▸ **Task goal**:
Extend the guide below on supervised fine-tuning of Llama2 with the NeMo Framework, continuing from its final line.

▸ **Quoted text**:
#####

NeMo Framework Supervised fine-tuning (SFT) with Llama2

Learning Goals

Often we want to adapt or customize foundation models to be more performant on our specific task. Fine-tuning refers to how we can modify the weights of a pre-trained foundation model with additional custom data. Supervised fine-tuning (SFT) refers to unfreezing all the weights and layers in our model and training on a newly labeled set of examples. We can fine-tune to incorporate new, domain-specific knowledge or teach the foundation model what type of response to provide. One specific type of SFT is also referred to as “instruction tuning” where we use SFT to teach a model to follow instructions better.

In this project, you’ll test out the supervised finetuning method on the llama2 model using an instructive dataset.

NeMo Tools and Resources

  1. NeMo Github repo

  2. NeMo Framework Training container: nvcr.io/ea-bignlp/ga-participants/nemofw-training:23.08.03

Software Requirements

  1. Use the latest NeMo Framework Training container

  2. This playbook has been tested using the container: nvcr.io/ea-bignlp/ga-participants/nemofw-training:23.08.03 on DGX Cloud. It is expected to work similarly on other environments.

Hardware Requirements

  1. Minimum 8xA100 80G (1 node) for SFT on 7B and 13B.

  2. However, SFT on all (7B/13B/70B) model sizes can be run on multiple nodes.

#####

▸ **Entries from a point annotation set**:
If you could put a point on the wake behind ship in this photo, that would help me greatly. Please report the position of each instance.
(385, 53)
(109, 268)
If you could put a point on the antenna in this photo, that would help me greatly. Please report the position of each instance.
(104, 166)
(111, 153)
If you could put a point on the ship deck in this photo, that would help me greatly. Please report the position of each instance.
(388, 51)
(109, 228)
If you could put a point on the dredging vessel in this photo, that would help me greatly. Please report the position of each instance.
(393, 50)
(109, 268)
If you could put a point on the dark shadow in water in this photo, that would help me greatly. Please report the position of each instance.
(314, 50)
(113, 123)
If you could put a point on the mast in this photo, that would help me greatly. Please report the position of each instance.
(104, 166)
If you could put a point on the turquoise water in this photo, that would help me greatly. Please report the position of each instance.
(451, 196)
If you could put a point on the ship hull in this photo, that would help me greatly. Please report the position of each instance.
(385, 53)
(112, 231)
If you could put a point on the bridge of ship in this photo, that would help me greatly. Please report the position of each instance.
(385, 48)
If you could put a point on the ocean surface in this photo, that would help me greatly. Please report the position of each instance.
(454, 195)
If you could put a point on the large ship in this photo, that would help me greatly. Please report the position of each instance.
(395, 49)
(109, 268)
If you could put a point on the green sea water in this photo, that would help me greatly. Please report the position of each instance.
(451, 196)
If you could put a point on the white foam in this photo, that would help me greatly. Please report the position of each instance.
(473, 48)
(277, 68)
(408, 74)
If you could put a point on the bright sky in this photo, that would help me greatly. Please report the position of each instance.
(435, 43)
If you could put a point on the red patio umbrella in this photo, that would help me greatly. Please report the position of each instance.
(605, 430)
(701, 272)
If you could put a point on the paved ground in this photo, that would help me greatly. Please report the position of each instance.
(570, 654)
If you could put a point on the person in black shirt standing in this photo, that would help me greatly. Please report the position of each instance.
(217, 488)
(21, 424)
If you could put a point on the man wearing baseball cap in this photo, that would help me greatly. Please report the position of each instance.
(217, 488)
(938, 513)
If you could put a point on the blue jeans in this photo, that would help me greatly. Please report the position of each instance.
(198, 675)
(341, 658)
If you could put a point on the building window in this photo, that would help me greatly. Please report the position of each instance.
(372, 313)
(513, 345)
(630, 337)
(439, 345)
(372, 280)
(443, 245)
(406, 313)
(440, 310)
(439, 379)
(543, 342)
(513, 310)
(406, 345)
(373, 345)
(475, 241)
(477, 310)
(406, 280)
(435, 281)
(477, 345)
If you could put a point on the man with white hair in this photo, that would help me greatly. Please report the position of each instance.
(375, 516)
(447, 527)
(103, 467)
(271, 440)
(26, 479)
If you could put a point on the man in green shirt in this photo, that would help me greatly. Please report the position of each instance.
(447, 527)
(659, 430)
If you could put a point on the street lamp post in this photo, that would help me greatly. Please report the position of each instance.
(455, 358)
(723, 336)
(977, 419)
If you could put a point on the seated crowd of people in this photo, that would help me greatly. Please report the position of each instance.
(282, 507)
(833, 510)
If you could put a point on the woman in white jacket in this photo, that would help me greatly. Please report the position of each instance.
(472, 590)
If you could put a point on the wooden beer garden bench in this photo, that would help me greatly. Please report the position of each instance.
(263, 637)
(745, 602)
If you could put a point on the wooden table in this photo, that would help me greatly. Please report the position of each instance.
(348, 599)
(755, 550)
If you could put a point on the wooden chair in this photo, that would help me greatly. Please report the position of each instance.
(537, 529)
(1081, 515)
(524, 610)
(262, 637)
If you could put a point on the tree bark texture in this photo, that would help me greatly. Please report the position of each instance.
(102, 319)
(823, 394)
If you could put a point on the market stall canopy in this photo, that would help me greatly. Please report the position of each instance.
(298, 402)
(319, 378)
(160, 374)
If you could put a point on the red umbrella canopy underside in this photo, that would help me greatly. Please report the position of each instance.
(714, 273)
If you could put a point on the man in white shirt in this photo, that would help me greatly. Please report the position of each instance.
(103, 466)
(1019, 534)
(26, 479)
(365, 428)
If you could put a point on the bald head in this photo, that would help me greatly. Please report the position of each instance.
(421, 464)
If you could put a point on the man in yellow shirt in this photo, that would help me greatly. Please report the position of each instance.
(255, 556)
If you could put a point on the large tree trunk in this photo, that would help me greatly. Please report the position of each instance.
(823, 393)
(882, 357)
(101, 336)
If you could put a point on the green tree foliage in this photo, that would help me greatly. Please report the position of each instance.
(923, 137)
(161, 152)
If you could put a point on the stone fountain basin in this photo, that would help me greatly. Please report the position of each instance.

#####

▸ **The response**:
Data

Databricks-dolly-15k is an open-source dataset of instruction-following records generated by thousands of Databricks employees in several of the behavioral categories outlined in the InstructGPT paper, including brainstorming, classification, closed QA, generation, information extraction, open QA, and summarization For more details about the data refer to databricks-dolly-15k | Hugging Face

The following steps have been tested with this container: nvcr.io/ea-bignlp/ga-participants/nemofw-training:23.08.03

If you already have a .nemo file for llama models, you can skip this step.

Optional Step 1: Download llama2 in huggingface format

First request download permission from both Huggingface and Meta. Create the destination directory. Then you can download by either first login

Copy
Copied!
            

mkdir llama2-7b-hf huggingface-cli login

Or use your huggingface API token to download using the following Python code

Copy
Copied!
            

from huggingface_hub import snapshot_download snapshot_download(repo_id="meta-llama/Llama-2-7b-hf ", local_dir="llama2-7b-hf", local_dir_use_symlinks=False, token=<YOUR HF TOKEN>)

In this example, llama2 huggingface model will be downloaded to ./llama2-7b-hf

Optional Step 2: Convert to .nemo

Run the container using the following command

Copy
Copied!
            

docker run --gpus device=1 --shm-size=2g --net=host --ulimit memlock=-1 --rm -it -v ${PWD}:/workspace -w /workspace -v ${PWD}/results:/results nvcr.io/ea-bignlp/ga-participants/nemofw-training:23.08.03 bash

Convert the huggingface model to .nemo model

Copy
Copied!
            

python /opt/NeMo/scripts/checkpoint_converters/convert_llama_hf_to_nemo.py --input_name_or_path=./llama2-7b-hf/ --output_path=llama2-7b.nemo

The generated llama2-7b.nemo file uses distributed checkpointing and can be loaded with any tensor parallel (tp) or pipeline parallel (pp) combination without reshaping/splitting.

Step 1: Download dataset

Download the dolly-15k dataset from huggingface

Copy
Copied!
            

git clone https://huggingface.co/datasets/databricks/databricks-dolly-15k

Once downloaded, check the size of the file (databricks-dolly-15k.jsonl)

Copy
Copied!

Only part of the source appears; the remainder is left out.